> READING TEXT:
::::::::

Postmaster @ vtext.com (or what are best practice to send SMS these days)

Frank Bulk - iNAME frnkblk at iname.com
Thu Apr 17 03:44:26 UTC 2008


Piecing together the information I've learned over time, is it possible that
VeriSign handles some of that for Verizon?

Frank

-----Original Message-----
From: owner-nanog at merit.edu [mailto:owner-nanog at merit.edu] On Behalf Of
Deepak Jain
Sent: Wednesday, April 16, 2008 6:37 PM
To: David Coulson
Cc: David Ulevitch; nanog at merit.edu
Subject: Re: Postmaster @ vtext.com (or what are best practice to send SMS
these days)



Verizon at least, uses SS7 signaling to deliver on-network SMS. This
means they can provide delivery confirmation with their SMSes. I am not
aware of another US network that does this or interacts with Verizon
over SS7 for SMS exchange.

::::::::

> WORK TO COMPLETE:
A. Output the passage of the email thread about SMS starting with "Frank Bulk - iNAME" and going on through "that for Verizon?", copied word for word.
B. Answer these questions using the email thread about SMS:
(i) On what date and at what time (UTC) was Frank Bulk's message sent?
(ii) Which company does Frank Bulk suggest might handle some of this for Verizon?
(iii) What signaling does Verizon use to deliver on-network SMS, according to Deepak Jain?
C. Resume the email thread about SMS, picking up right after its last sentence.

> SOURCE MATERIAL:
::::::::

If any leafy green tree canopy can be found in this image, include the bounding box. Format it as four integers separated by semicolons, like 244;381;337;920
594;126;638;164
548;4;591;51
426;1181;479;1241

::::::::

> FINAL ANSWERS:
A.
Frank Bulk - iNAME frnkblk at iname.com
Thu Apr 17 03:44:26 UTC 2008


Piecing together the information I've learned over time, is it possible that
VeriSign handles some of that for Verizon?

B.
(i) Thursday, April 17, 2008, at 03:44:26 UTC
(ii) VeriSign
(iii) SS7 signaling

C.
So, if you are using a phone's SMS capability on the same network (e.g.
Verizon) and it has delivery confirmation you might be very happy.

Deepak

David Coulson wrote:
>
> In my experience, even with TAP, sending messages to a cell phone is
> spotty at best. I have folks on both uni-directional pagers via TAP or
> SNPP, as well as cell phones via e-mail and TAP. There isn't a
> noticeable difference in delivery time between e-mail and TAP on the
> phones.
>
> Cell to Cell is probably the best option if you want to stick with SMS
> to cell phones. I have no idea how reliable it is between carriers. I
> still get some comfort knowing that people have pagers with a TAP
> gateway - I've no idea how the technology differs between a pager and
> SMS, but it seems much more reliable. All of the pager problems I've had
> in the last few years have been, erm, 'payment related'.
>
> David Ulevitch wrote:
>>
>> We've noticed that 1234567890 at vtext.com is no longer a very reliable
>> form of delivery for alerts from Nagios, et al.  It seems as our
>> volume of alerts has risen, our delivery rate has dropped precipitously.
>>
>> We don't expect much trying to actually reach a postmaster for
>> vtext.com   so I thought the better question would be to ask what the
>> current best practice is to get SMS alerts out?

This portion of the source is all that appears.